-- Begin --

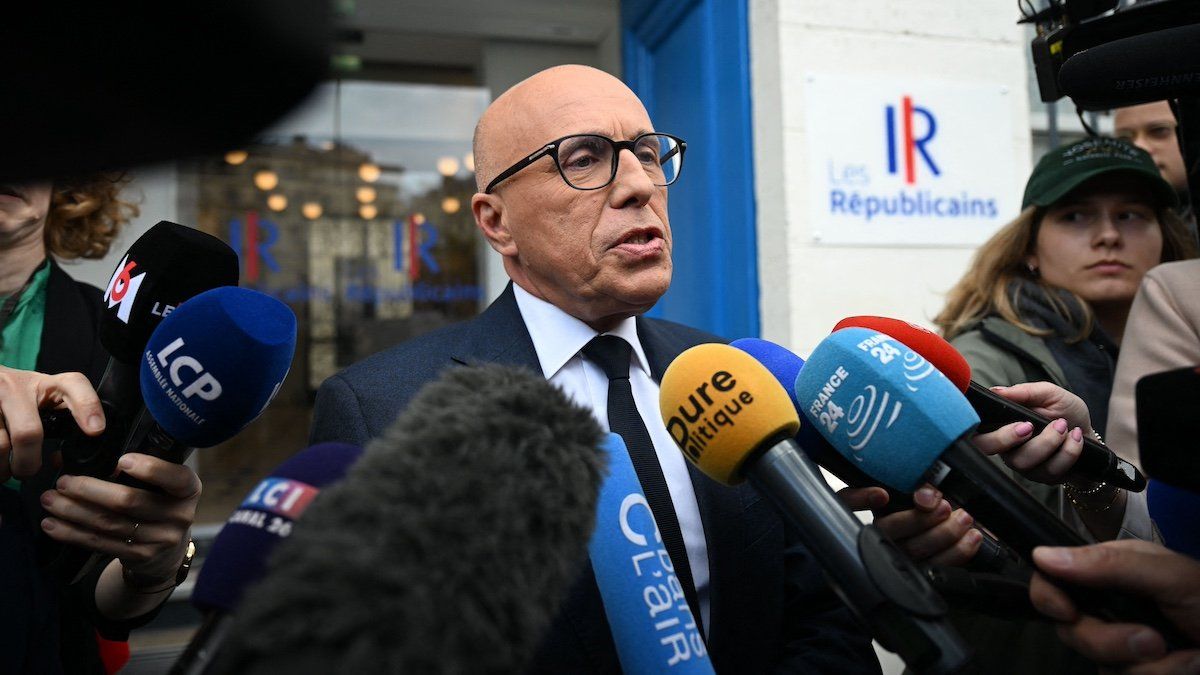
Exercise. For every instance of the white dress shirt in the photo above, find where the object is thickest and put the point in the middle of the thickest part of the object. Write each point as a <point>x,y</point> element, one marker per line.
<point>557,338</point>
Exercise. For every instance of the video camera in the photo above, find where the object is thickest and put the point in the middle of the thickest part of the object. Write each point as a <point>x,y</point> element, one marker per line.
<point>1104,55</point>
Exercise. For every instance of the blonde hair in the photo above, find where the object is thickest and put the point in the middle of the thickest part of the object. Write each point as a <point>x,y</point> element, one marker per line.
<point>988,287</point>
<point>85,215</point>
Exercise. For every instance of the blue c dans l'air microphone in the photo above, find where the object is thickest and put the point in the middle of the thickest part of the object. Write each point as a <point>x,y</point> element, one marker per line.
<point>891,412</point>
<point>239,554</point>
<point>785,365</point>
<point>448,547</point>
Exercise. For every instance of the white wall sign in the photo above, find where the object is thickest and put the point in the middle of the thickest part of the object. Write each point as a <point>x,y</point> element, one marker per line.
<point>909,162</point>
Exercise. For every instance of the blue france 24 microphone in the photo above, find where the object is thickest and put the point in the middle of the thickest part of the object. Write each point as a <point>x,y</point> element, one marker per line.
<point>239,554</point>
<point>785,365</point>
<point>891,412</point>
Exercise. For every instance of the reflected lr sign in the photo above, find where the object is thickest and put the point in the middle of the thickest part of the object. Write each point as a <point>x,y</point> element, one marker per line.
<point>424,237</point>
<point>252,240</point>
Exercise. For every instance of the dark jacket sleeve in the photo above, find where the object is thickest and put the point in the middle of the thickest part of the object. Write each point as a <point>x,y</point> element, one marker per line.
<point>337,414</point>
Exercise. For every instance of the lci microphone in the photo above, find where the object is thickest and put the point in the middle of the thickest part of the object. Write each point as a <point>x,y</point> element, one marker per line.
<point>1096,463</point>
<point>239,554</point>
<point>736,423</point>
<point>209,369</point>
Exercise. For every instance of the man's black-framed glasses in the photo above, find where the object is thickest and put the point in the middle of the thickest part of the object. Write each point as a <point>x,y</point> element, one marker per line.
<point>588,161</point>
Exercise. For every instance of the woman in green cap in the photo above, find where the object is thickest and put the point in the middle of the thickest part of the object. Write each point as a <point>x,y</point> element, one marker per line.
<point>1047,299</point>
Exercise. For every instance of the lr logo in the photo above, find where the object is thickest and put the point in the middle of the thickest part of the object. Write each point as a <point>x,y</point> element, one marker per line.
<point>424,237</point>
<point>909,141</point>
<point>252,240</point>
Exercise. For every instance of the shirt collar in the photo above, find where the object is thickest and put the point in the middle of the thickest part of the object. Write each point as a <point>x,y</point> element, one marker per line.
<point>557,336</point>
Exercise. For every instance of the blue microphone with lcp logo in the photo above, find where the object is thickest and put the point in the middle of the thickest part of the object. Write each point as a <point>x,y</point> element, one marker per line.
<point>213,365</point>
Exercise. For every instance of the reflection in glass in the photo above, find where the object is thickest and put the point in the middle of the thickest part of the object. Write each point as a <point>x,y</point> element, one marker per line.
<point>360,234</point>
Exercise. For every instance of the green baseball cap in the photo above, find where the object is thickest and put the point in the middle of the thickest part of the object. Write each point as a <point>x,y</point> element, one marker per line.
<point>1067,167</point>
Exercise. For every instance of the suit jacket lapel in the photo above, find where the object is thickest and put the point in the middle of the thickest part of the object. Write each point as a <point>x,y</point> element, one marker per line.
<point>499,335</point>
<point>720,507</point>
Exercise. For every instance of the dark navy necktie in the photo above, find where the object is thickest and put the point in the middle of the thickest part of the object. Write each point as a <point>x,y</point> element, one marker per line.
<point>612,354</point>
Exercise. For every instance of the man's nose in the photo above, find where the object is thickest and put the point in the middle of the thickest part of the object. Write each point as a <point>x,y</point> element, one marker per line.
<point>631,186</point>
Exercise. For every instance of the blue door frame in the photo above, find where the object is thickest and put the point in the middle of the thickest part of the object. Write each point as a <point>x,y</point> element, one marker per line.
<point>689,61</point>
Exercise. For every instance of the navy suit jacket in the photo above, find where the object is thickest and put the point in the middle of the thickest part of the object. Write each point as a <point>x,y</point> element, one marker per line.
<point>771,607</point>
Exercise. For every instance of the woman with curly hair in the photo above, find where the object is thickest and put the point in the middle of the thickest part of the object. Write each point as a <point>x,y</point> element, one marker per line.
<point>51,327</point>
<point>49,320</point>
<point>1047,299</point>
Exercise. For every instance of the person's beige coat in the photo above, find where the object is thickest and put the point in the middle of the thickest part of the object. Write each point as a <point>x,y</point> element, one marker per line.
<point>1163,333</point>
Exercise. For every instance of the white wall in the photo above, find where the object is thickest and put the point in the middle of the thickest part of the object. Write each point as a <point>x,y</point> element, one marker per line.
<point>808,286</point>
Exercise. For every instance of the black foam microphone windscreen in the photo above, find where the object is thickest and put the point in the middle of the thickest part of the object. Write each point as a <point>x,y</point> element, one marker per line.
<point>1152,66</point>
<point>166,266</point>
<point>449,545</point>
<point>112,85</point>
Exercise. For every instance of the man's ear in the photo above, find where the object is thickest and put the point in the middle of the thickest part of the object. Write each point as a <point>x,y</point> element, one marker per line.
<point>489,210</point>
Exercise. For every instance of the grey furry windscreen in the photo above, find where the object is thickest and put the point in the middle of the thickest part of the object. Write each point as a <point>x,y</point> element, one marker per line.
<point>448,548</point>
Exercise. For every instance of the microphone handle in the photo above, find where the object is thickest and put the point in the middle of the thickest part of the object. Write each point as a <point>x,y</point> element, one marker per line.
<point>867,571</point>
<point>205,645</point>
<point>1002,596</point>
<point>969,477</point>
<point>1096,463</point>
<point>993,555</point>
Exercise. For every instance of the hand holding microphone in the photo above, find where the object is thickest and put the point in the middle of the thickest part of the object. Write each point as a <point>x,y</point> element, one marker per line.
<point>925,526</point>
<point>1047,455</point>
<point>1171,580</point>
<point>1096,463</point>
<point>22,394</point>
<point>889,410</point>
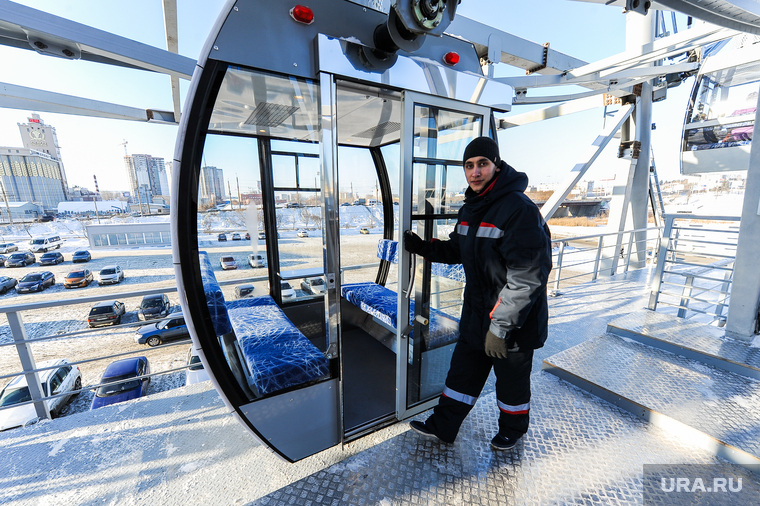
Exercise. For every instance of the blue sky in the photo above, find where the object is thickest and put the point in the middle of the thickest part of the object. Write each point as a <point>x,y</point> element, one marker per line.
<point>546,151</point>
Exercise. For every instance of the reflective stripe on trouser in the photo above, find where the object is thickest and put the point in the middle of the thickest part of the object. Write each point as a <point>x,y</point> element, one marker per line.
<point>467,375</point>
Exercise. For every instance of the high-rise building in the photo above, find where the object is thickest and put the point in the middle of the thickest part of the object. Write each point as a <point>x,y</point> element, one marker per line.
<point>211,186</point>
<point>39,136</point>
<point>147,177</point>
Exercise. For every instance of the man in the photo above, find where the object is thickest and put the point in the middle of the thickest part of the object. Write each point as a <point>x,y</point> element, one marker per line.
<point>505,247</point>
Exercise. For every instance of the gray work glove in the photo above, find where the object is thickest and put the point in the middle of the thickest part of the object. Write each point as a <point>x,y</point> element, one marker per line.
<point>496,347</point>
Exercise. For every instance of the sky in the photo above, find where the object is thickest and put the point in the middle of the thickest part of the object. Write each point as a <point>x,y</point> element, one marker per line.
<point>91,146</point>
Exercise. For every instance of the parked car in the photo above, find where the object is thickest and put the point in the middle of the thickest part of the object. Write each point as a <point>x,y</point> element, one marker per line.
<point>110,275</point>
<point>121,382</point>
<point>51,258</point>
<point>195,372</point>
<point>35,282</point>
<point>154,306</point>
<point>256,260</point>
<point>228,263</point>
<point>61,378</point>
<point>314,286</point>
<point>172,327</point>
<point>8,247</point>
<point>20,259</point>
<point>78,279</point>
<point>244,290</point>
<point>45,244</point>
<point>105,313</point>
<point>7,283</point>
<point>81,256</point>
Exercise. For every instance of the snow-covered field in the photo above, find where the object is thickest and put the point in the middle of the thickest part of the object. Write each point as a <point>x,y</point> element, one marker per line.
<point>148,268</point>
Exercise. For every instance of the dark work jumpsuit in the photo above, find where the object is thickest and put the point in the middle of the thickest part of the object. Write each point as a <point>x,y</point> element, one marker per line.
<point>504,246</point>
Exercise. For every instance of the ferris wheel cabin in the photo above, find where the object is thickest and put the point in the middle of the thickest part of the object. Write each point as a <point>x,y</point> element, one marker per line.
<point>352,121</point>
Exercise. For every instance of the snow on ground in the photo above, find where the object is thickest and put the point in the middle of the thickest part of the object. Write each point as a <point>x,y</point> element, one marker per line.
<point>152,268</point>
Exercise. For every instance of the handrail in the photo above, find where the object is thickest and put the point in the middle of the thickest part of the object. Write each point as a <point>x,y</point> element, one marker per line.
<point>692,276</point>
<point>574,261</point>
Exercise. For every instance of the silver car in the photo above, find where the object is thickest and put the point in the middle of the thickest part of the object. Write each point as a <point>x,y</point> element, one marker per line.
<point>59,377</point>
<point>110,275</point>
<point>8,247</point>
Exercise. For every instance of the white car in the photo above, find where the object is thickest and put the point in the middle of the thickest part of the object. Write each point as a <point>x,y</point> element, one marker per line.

-- End --
-- Begin --

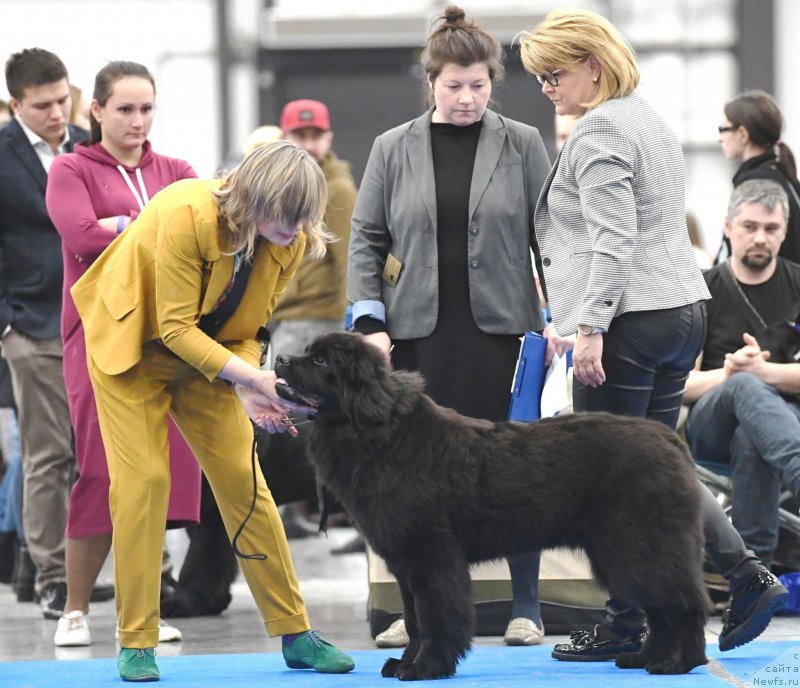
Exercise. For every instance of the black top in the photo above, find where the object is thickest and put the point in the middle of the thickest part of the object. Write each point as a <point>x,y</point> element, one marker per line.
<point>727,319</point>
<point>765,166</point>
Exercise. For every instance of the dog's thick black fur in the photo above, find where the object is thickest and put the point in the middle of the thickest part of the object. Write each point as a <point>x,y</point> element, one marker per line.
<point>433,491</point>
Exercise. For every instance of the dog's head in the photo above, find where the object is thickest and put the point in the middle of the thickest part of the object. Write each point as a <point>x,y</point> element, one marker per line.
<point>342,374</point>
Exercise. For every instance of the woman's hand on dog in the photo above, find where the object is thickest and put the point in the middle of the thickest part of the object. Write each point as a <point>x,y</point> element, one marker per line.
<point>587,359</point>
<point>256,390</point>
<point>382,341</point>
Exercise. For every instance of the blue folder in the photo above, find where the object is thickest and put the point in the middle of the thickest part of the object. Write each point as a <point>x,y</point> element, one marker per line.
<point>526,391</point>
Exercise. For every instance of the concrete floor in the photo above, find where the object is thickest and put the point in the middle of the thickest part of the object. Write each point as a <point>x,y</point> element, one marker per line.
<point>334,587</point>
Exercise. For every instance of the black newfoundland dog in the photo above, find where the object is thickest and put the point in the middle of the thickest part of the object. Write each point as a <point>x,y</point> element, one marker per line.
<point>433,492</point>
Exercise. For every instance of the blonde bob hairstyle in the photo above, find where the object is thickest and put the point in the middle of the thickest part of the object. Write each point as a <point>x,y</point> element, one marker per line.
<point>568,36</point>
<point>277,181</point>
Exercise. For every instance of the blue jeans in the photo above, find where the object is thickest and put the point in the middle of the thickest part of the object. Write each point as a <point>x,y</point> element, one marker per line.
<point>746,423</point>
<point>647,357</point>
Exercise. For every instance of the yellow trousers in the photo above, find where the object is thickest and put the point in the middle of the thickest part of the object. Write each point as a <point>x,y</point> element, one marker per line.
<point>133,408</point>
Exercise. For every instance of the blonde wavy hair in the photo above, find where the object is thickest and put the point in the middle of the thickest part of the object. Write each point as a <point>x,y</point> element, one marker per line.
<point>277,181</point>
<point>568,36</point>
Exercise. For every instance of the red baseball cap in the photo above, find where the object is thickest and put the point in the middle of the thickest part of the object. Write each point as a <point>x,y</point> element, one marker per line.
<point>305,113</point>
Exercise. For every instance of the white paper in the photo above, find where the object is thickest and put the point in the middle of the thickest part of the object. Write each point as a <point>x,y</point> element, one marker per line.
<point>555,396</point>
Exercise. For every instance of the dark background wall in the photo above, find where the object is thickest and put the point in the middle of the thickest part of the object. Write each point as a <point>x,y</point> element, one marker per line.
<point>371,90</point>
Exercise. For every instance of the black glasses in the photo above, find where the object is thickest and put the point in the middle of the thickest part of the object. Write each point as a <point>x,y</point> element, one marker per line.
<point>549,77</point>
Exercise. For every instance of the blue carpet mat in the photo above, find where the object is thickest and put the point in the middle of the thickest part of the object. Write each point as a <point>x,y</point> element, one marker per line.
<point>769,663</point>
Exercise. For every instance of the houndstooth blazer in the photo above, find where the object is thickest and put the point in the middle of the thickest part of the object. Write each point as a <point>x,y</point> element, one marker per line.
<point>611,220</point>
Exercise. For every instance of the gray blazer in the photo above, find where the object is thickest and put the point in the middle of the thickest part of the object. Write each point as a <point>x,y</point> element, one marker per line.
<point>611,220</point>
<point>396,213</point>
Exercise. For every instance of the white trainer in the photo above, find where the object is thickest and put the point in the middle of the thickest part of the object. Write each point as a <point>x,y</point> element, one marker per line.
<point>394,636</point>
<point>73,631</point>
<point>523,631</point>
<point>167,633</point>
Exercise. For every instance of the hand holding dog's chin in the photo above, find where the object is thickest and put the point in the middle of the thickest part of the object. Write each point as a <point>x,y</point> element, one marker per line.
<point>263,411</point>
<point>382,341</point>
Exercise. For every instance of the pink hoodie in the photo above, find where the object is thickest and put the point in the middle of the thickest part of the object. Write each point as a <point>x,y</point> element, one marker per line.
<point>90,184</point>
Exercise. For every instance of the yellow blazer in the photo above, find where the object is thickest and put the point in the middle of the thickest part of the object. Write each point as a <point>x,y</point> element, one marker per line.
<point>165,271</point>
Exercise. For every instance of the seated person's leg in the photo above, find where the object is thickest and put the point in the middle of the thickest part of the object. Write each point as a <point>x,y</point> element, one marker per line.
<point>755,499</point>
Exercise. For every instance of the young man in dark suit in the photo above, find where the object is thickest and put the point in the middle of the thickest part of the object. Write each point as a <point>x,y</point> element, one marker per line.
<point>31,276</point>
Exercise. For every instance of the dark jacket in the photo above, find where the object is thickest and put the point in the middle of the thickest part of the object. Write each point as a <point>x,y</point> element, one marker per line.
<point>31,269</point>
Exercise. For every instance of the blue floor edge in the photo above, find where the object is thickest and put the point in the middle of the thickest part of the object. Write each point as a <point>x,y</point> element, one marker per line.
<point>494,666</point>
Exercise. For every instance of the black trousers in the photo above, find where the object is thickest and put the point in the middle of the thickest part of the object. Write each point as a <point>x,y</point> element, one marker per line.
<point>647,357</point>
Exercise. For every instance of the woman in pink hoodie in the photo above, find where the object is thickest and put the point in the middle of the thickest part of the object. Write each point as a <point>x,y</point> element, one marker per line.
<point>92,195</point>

-- End --

--- Set problem ---
Copy the records word for word, from the line that contains "Exercise. For every instance of the blonde wavy" through the line that contains "<point>769,663</point>".

--- Answer to the task ---
Exercise. For every instance of the blonde wavy hair in the photo above, find where the object is thickest and put the point in the middle of the thickest part of the object. Write each point as a <point>x,y</point> element, one marker per line.
<point>277,181</point>
<point>568,36</point>
Exercise. For every instance of the red baseball cap in the photo above, find where the object is thickest and put the point in the middle of the thickest part of the object. Write each point as a <point>x,y</point> element, one marker per line.
<point>305,113</point>
Exercise. For every instance of the white paper in the photo above, find where the object is thickest and put the point in the middle of the thickest part of the object. Write each point as a <point>x,y</point> element, one marker per line.
<point>555,396</point>
Exercise. For every instance of the dark background wall in the photo above, find where the object is thickest and put the point in the middle of the thickest part of the object. Write each point as a <point>x,y</point> element, one marker per line.
<point>371,90</point>
Exercise. For every instance of the black glasses in the photo above, find where the object is thickest and put the point in the middle of the thickest part of the object. Write each point as a <point>x,y</point> element, one marker per line.
<point>549,77</point>
Exercise. For every instance of the blue carpet mat in the photo above, find where the object is thickest and put the point in the middle of the thickest part of the object. Write each point as a <point>x,y</point> element, one marker per line.
<point>769,663</point>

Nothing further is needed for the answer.